**Задание**
Извлеките из приведённых ниже пунктов каждую строку, где встречается слово «leaf».

**Выдержка из данных**
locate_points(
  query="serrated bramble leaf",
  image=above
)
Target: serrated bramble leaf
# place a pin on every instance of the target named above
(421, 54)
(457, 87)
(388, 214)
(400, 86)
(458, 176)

---

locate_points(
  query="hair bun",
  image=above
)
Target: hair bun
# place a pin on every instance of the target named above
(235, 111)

**Решение задачи**
  query="serrated bramble leaf",
Target: serrated bramble leaf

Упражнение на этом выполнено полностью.